◆ YOUR TASK ◆
Rewrite the rows below with "tree bark" swapped for "rock", leaving everything else unchanged.

◆ EXCERPTED DATA ◆
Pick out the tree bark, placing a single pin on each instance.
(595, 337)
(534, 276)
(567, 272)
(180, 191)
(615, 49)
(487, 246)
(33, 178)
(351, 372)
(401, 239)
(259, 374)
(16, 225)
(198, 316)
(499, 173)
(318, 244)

◆ RESULT OF THIS TASK ◆
Pick out the rock, placing a single pin on each instance.
(595, 337)
(534, 276)
(567, 272)
(180, 191)
(615, 49)
(487, 246)
(33, 178)
(351, 372)
(401, 239)
(259, 374)
(16, 225)
(198, 316)
(499, 173)
(318, 244)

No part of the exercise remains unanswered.